-- BEGIN --

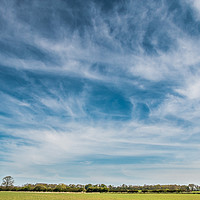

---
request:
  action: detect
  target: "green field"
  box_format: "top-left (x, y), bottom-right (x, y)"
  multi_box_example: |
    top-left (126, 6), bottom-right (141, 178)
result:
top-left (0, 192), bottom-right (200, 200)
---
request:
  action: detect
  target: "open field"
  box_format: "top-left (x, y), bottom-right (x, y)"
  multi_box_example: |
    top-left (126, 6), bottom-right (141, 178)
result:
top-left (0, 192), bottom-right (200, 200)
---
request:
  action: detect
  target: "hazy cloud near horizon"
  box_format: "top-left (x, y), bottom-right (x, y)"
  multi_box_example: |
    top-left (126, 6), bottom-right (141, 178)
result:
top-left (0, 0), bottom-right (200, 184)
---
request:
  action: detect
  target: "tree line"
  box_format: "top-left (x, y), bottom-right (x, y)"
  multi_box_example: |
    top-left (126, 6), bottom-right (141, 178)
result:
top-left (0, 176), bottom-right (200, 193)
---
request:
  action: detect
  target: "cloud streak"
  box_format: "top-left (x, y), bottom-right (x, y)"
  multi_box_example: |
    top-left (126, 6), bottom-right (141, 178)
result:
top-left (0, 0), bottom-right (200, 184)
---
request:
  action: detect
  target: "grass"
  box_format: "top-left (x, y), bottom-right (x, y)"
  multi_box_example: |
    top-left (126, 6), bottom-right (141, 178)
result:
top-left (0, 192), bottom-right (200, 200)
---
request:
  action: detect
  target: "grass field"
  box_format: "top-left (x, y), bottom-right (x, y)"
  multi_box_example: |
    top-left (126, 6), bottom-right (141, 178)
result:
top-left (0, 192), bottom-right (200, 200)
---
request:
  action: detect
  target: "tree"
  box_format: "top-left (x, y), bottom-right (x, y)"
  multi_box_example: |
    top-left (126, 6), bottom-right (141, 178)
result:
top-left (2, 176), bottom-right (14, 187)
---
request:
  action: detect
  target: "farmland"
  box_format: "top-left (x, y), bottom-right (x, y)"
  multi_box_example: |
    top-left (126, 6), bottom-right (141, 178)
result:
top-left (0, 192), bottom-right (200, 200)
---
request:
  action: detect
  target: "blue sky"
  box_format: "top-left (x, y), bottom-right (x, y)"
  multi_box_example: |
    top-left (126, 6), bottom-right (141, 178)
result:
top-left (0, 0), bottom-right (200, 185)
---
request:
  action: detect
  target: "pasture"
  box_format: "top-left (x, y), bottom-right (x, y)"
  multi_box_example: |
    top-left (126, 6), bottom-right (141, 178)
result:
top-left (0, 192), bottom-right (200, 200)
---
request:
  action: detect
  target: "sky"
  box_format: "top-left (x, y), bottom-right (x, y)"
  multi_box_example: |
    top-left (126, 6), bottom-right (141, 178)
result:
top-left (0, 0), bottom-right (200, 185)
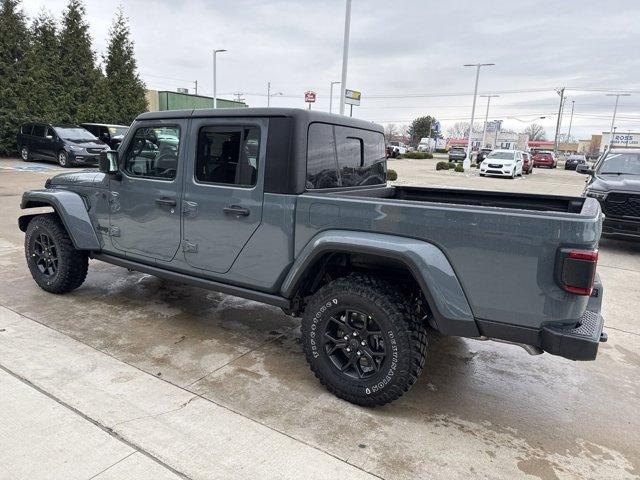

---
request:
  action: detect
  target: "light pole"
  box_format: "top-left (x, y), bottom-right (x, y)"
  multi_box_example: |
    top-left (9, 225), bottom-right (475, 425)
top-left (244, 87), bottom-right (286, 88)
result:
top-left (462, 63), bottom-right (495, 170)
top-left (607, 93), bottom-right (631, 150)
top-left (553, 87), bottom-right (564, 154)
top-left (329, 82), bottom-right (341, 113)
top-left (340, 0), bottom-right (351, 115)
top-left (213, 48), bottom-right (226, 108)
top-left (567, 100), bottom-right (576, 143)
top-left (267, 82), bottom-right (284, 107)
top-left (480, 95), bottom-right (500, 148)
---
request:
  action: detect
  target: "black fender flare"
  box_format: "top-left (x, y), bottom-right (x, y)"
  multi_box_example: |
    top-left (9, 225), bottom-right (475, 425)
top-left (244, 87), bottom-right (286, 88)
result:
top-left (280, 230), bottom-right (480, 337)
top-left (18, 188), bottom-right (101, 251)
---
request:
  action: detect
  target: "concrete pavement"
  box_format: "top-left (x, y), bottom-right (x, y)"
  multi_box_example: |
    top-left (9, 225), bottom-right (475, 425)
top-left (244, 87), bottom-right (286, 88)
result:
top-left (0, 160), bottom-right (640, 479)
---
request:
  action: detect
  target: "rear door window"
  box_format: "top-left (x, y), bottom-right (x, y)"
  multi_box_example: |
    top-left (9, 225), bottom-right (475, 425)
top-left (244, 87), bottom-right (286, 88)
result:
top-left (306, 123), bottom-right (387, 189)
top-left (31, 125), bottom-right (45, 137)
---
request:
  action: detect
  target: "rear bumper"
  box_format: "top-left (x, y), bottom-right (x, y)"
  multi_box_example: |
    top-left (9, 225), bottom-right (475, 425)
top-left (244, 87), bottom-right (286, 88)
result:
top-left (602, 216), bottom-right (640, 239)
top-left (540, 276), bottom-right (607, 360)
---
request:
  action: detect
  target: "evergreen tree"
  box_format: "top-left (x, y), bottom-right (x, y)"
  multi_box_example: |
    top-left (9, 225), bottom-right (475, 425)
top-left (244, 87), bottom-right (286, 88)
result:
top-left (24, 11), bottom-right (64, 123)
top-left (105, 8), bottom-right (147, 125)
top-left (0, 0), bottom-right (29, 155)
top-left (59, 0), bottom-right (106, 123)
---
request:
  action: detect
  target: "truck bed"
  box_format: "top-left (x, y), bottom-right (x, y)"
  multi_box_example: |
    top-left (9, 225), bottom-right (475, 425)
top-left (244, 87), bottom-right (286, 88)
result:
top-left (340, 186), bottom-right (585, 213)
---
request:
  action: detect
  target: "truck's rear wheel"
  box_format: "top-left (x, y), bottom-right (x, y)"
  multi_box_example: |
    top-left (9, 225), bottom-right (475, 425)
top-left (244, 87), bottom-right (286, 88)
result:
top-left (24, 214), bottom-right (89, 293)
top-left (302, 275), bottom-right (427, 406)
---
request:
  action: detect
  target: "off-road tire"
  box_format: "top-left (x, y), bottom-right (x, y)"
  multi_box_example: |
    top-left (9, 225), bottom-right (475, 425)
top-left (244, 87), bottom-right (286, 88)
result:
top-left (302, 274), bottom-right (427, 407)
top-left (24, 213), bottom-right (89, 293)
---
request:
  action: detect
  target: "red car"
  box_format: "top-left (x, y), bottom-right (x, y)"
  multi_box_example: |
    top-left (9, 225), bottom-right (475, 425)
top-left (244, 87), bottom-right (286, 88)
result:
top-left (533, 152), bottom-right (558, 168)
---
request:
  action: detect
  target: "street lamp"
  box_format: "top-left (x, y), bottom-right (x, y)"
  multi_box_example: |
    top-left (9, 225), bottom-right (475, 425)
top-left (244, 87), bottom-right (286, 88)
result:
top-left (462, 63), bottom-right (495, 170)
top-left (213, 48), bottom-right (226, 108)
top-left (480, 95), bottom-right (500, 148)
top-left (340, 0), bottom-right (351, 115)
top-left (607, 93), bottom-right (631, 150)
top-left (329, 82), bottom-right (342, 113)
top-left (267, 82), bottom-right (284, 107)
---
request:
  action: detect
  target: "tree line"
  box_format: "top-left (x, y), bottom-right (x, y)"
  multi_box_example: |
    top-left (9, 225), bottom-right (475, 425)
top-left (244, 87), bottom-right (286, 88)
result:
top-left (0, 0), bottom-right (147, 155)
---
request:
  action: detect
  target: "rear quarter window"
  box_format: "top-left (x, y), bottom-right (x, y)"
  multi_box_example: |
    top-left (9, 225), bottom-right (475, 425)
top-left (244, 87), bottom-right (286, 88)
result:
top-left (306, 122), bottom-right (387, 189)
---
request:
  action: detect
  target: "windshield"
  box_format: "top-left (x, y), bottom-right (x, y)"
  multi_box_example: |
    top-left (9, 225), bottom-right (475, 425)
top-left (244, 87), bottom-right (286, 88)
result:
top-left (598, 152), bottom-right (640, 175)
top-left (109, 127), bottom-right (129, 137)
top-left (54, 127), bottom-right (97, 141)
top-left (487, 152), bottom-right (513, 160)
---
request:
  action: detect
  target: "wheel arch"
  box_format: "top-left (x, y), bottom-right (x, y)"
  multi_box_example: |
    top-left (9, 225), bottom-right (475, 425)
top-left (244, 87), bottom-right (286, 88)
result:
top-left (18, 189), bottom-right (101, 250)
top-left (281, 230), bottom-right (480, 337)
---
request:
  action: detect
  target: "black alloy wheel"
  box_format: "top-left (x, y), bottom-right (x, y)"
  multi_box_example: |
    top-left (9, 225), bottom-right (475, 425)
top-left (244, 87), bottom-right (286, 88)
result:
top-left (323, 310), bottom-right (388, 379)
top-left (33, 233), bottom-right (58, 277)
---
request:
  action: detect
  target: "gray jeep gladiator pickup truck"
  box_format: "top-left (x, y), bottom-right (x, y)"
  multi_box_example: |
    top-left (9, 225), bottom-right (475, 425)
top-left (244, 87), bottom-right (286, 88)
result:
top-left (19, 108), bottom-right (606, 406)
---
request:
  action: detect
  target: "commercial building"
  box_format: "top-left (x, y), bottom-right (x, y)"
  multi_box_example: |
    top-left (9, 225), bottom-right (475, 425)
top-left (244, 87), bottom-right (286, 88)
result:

-- END --

Can you copy the records from their start through the line with "top-left (0, 176), bottom-right (200, 193)", replacing "hazy cloud" with "thin cloud" and keeping everything else the same? Leave the pictures out of your answer.

Answer in full —
---
request:
  action: detect
  target: "green field"
  box_format: "top-left (x, y), bottom-right (x, y)"
  multi_box_example: |
    top-left (126, 6), bottom-right (141, 178)
result:
top-left (0, 192), bottom-right (200, 200)
---
request:
  action: detect
  target: "open field"
  box_format: "top-left (x, y), bottom-right (x, y)"
  multi_box_example: |
    top-left (126, 6), bottom-right (141, 178)
result:
top-left (0, 192), bottom-right (200, 200)
---
request:
  action: detect
  target: "thin cloud near horizon"
  box_format: "top-left (x, y), bottom-right (x, y)"
  multi_box_example: |
    top-left (126, 6), bottom-right (141, 178)
result:
top-left (0, 0), bottom-right (200, 184)
---
request:
  action: detect
  target: "tree line"
  box_format: "top-left (x, y), bottom-right (x, y)"
  multi_box_example: |
    top-left (126, 6), bottom-right (141, 178)
result:
top-left (0, 176), bottom-right (200, 193)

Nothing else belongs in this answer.